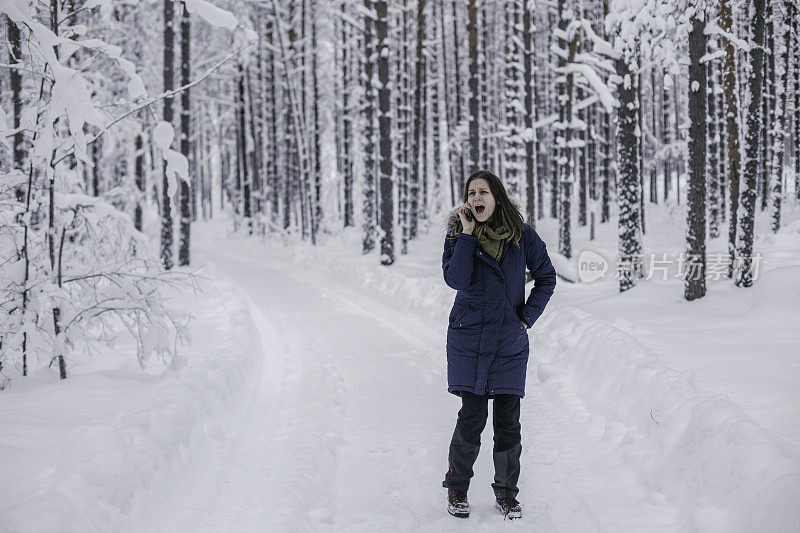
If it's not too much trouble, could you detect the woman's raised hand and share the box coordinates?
[458,203,475,235]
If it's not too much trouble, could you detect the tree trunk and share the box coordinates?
[361,0,377,254]
[616,57,642,292]
[161,0,175,270]
[719,0,740,278]
[468,0,481,170]
[375,0,394,265]
[734,0,764,287]
[178,2,194,266]
[683,14,708,301]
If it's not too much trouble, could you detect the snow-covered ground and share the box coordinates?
[0,202,800,532]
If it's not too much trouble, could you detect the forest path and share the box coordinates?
[141,230,685,532]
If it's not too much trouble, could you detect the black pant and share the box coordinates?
[442,391,522,498]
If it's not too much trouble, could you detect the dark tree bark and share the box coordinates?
[719,0,740,278]
[468,0,481,173]
[341,0,355,228]
[178,2,193,266]
[522,2,541,227]
[375,0,394,265]
[361,0,378,254]
[683,16,708,301]
[310,0,322,244]
[133,132,144,231]
[555,0,578,259]
[772,2,793,233]
[408,0,428,239]
[236,63,253,229]
[708,61,720,239]
[734,0,764,287]
[7,17,25,192]
[161,0,175,270]
[616,58,642,292]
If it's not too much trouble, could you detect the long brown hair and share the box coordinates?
[456,170,523,245]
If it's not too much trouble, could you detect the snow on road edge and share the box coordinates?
[267,225,800,532]
[0,265,261,531]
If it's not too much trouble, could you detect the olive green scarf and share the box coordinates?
[478,225,511,263]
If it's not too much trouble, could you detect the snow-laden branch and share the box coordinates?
[54,41,253,165]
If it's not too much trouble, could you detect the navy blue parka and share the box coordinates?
[442,210,556,396]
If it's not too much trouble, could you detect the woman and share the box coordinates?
[442,171,556,518]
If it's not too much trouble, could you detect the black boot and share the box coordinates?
[447,489,469,518]
[497,497,522,520]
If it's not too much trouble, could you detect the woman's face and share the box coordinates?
[467,178,496,222]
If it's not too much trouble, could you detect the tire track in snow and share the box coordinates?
[164,237,688,532]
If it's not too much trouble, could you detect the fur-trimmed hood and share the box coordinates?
[442,196,522,235]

----

Reproduce the listing above from its beginning up to and including the line with "[683,14,708,301]". Omit the picture.

### EXERCISE ANSWER
If it's not too much trouble, could you detect the woman's raised hand and share the box coordinates?
[458,203,475,235]
If it's not too much trouble, could you detect the tree trunk and share the box coordinates?
[361,0,377,254]
[616,57,642,292]
[161,0,175,270]
[719,0,740,278]
[468,0,481,170]
[375,0,394,265]
[734,0,764,287]
[178,2,194,266]
[683,14,708,301]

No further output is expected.